# Task instructions
Continue the art blog entries on German Renaissance paintings from the point where they stop.

# Page extract
--------

This work of art is a collaboration of sculpture and painting.  The former was created by Niclaus of Hagenau and the latter, the actual paintings, were done by the German painter Matthias Grünewald.  The altarpiece was taken apart during the French revolution and is now shown as separate paintings.

For My Daily Art Display today I decided to show just one facet of the magnificent altarpiece – a realistic but horrific depiction of the Crucifixion scene.  Grünewald decided that the end justified the means in his attempt to gain the attention of spectators and move them by the unattractiveness and misshapenness of the body of Christ, with limbs twisted and hands distorted, racked in pain and writhing in agony.  The skin of the Christ figure has a grey-green tone to it and is covered with wounds.  It is a heart-rending scene and one that was rarely shown in works of art of the time.   

 On the left is the Virgin Mary being comforted by St John the Apostle while Mary Magdalene is seen kneeling in the foreground.  On the right is John the Baptist appearing to say: “Illum oportet crescere, me autem minui “(John 3:30) ‘He must become greater, I must become less’

The Battle of Issus by Albrecht Altdorfer

The Battle of Alexander at Issus by Albrecht Altdorfer (1529)

Albrecht Altdorfer was a German painter, born in Amberg, Germany around 1480   He was a German painter, printmaker, draughtsman and  architect of the Renaissance era, the leader of the Danube School in southern Germany, and a near-contemporary of  Albrecht Dürer.  He is best known as a significant pioneer of landscape in art.  His early works was influenced by Lucas Cranach.  His patrons included Maximillian I and Louis X, the duke of Bavaria, who commissioned today’s painting.  

My Daily Art Display today is Altdorfer’s Battle of Issus which he painted in 1529 and now hangs in the Alte Pinakothek, Munich.  This is said to be the greatest picture ever created by a German artist with its apocalyptic scene,  the whirlpool of action of the two huge armies and dazzling light effects of the sky on the over-elaborate  landscape.  This picture depicts the battle between Alexandra the Great, who is centre left in the painting riding a chariot hauled by three white horses, and the Persian Emperor Darius.  This painting formed part of a large series of famous battle pieces from classical antiquity.

Adam and Eve by Lucas Cranach the Elder

Adam and Eve by Lucas Cranach the Elder (1526)

--------

# Data records

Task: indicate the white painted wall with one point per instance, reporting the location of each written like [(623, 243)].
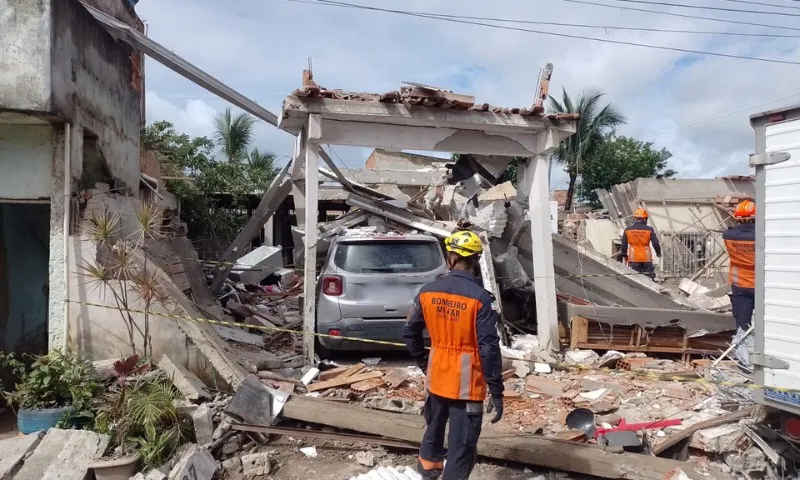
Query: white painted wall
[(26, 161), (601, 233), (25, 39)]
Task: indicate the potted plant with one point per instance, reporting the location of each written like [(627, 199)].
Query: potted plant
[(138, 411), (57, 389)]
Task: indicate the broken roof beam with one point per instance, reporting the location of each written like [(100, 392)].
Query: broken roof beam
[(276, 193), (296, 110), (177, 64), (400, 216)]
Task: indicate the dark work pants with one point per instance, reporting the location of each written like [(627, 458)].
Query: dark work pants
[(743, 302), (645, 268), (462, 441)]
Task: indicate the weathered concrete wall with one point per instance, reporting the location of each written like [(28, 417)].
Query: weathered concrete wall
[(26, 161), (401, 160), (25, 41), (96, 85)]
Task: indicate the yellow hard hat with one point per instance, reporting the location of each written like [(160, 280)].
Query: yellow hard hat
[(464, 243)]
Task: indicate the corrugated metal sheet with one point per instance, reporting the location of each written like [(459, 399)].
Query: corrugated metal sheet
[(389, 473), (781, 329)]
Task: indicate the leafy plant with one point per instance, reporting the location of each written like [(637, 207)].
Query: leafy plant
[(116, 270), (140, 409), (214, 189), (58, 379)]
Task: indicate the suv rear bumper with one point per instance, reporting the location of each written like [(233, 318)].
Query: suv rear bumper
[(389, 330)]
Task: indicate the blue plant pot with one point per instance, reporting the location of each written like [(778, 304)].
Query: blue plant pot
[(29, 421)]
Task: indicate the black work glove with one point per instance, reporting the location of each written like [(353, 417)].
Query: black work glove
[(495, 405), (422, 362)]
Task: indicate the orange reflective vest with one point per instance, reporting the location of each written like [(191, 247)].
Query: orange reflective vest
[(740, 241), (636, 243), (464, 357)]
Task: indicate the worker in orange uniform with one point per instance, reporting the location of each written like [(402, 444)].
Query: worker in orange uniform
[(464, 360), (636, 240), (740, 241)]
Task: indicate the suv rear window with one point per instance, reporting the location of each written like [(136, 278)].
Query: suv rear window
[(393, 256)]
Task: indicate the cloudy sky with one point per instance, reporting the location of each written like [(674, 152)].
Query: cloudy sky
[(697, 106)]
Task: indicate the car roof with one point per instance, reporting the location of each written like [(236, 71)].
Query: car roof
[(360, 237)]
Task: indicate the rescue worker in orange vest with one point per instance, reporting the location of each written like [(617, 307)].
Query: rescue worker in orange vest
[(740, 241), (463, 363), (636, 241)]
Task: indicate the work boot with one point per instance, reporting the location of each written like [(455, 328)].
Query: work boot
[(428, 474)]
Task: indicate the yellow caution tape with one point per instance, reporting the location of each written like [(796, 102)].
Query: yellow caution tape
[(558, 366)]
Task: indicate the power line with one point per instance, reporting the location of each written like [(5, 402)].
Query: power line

--------

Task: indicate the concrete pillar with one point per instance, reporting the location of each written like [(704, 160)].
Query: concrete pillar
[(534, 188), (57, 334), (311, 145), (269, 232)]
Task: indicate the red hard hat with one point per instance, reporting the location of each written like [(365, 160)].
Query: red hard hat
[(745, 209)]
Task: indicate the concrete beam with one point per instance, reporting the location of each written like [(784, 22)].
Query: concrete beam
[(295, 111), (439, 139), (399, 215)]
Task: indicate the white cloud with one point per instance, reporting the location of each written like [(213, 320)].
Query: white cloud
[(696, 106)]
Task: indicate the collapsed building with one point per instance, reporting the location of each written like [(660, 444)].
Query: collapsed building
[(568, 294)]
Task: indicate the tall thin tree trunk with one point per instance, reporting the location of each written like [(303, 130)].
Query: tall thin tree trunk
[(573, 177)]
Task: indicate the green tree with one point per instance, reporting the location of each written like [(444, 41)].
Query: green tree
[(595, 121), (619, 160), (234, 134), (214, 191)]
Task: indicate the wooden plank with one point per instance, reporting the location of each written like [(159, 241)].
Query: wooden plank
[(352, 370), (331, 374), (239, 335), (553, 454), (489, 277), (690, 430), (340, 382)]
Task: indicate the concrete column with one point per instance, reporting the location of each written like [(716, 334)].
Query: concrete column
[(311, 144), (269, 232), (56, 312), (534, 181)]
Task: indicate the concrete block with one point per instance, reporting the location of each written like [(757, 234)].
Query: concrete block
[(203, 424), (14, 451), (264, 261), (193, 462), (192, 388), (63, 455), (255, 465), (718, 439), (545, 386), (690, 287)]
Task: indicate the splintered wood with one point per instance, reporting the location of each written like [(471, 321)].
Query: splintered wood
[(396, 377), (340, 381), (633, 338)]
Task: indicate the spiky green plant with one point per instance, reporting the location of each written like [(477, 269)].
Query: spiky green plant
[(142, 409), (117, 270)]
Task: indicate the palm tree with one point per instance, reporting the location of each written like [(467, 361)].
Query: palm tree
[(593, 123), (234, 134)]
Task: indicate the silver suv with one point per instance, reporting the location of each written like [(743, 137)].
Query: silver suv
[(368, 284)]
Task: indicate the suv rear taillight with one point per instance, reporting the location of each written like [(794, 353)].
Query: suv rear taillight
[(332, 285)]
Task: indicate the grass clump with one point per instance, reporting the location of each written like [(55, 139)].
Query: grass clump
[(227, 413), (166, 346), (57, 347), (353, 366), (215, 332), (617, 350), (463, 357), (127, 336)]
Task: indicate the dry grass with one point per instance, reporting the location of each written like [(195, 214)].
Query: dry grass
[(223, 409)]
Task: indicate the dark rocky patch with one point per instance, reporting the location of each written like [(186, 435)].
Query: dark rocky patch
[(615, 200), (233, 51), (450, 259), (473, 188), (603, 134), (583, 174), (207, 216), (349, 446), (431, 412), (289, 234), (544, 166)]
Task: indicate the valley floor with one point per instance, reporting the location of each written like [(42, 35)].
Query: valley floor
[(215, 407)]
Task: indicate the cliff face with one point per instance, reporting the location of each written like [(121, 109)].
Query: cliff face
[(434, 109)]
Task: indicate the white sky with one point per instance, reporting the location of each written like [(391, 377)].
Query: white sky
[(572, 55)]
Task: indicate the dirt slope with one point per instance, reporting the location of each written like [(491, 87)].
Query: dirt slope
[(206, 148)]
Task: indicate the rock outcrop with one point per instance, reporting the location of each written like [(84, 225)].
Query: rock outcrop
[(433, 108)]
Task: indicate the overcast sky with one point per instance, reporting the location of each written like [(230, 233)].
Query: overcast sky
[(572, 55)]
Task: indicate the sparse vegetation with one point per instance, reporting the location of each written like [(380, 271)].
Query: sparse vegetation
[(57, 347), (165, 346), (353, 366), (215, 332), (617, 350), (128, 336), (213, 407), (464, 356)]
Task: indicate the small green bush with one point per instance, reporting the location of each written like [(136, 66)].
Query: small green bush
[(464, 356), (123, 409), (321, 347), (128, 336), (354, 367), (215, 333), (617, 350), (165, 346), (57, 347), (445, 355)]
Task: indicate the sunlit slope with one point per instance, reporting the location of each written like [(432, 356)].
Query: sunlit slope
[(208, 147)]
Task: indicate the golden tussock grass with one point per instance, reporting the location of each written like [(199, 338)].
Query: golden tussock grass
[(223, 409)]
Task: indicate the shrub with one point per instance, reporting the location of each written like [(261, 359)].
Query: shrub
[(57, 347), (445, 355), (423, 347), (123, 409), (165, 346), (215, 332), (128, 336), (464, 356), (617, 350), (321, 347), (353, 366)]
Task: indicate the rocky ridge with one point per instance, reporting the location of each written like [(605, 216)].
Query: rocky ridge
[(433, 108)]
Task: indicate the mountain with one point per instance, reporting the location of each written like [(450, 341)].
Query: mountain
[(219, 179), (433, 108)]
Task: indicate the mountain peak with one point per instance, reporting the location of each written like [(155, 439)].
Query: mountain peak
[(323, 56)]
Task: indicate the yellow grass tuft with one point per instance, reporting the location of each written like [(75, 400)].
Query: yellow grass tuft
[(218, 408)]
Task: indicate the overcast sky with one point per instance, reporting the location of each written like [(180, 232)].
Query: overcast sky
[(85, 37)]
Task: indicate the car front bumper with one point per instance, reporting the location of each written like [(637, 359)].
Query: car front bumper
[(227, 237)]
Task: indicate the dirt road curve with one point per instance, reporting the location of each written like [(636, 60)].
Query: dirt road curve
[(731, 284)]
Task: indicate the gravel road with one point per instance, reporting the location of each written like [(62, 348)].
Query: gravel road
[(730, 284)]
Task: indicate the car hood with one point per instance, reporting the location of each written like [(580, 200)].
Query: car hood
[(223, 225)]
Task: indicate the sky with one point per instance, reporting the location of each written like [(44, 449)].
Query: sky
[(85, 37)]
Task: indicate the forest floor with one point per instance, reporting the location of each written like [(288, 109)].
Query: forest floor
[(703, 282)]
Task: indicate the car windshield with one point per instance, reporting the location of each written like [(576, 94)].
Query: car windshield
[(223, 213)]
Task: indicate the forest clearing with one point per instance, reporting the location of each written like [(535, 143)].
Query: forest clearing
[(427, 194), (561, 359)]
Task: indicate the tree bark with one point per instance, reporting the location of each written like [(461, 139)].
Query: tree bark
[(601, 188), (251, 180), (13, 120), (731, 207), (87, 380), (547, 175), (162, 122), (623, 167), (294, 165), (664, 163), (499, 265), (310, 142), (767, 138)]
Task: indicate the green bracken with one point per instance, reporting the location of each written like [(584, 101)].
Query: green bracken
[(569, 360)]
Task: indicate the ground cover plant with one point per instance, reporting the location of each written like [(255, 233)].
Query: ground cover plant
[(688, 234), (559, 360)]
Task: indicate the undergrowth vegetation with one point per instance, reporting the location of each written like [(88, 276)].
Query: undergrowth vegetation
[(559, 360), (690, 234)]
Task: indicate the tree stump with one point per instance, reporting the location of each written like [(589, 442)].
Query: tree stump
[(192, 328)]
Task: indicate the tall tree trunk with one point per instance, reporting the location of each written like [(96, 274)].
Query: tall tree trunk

--------

# Task response
Lucas Cranach the Elder was born Lucas Sünder in Kronach, Franconia in 1472 but later changed his surname in honour of his German birthplace.  Moved to Vienna in 1501 where he stayed for three years during which time he painted some of his finest and most original works.   Several of his religious works of that period show a remarkable feeling for the beauty of landscape characteristics of the Donnauschule (Danube School), which was a group of German and Austrian artists of the early sixteenth century, who were among the pioneers in depicting landscape, in particular those of the forests and hills of the Danube, for its own sake, in drawings and prints as well as paintings.

Today’s painting in My Daily Art Display is Lucas Cranach the Elder’s Adam and Eve painted in 1526 and is one of 50 depictions Cranach did of this subject and this depiction is inarguably the most beautiful. In this earlier depiction, the tree of knowledge stands in the centre of the painting between them and they are surrounded by painted wildlife and green pastures. Eve raises the fruit to give to a confused Adam. The painting shows the skill Cranach had in painting wildlife and game and his continued attention to detail, for example, the reflection of the Deer in the pond and the Unicorn in the background. The portrayal of Eve shows his growing attention to portraying the female form, which becomes more evident in paintings such as The Venus (1532). Throughout his career Cranach used his artistic talents to further the Lutheran cause. In depictions such as Adam and Eve, Cranach was able to develop his talent in detailed studies of wildlife, nudes and landscapes with no objection from Luther, who saw Cranach’s depictions as furthering the biblical message.